#### [Required task]
Please print every item below verbatim, leaving out the pictures.

#### [Information given]
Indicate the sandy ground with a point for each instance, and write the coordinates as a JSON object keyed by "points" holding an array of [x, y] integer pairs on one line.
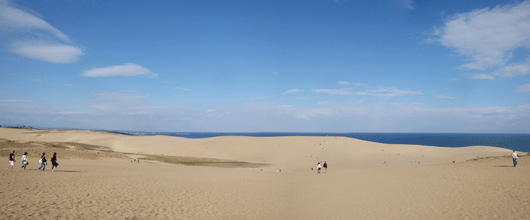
{"points": [[365, 180]]}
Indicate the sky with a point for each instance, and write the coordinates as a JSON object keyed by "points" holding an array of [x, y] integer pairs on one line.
{"points": [[438, 66]]}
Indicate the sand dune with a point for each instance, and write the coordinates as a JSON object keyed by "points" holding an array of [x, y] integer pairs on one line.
{"points": [[365, 180]]}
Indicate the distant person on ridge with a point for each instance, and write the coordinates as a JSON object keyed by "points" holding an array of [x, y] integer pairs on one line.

#### [Answer in full]
Indicate the sandy ground with a point for each instance, and write the coordinates as a JSON object keyed by "points" holding an array of [x, y] integer pairs on one line.
{"points": [[365, 180]]}
Indicate the sky with a point for each instance, and write the coordinates as a JSON object keyed by "points" holding an array of [x, y] integer pairs on one line.
{"points": [[438, 66]]}
Indicate the sand dune with a point for each instance, and write the coordinates as a JSON object keyed by "points" holding an array of [x, y] integer pairs on one line.
{"points": [[365, 180]]}
Indicate the distant person on ridge with a point for each instance, and write the coordinates as a JSON object keyed by "points" holding an array of [x, y] integer pairs on one line.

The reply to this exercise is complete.